(Records from a point labeling set)

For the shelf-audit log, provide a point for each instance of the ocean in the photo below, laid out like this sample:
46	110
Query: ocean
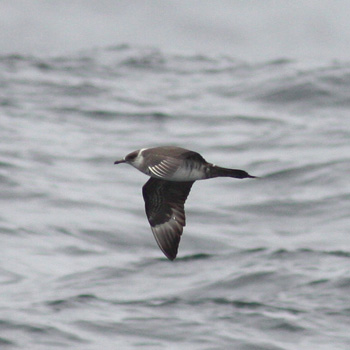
263	264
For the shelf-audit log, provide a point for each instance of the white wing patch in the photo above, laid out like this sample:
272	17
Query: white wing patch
164	169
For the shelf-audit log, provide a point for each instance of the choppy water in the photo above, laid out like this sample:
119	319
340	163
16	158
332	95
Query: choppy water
263	264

**Your objective**
Lay out every line of these records as a JSON list of strings, one string per line, with blank lines and the pictures left out.

**Complete response**
[
  "For the shelf-audit log, provide a point for each instance of the ocean in the photo below, laid out like this sample:",
  "46\t110",
  "Query: ocean",
  "263\t264",
  "For the shelf-audit log, provide a point for each instance of the white wing patch in the photo above, laid out like this sample:",
  "272\t17",
  "Query: white wing patch",
  "164\t169",
  "For the shelf-audit log, provide a point for each instance of the choppy water in the photo above, laid out like this sample:",
  "119\t319",
  "340\t163",
  "16\t158",
  "332\t95",
  "Query: choppy water",
  "263\t264"
]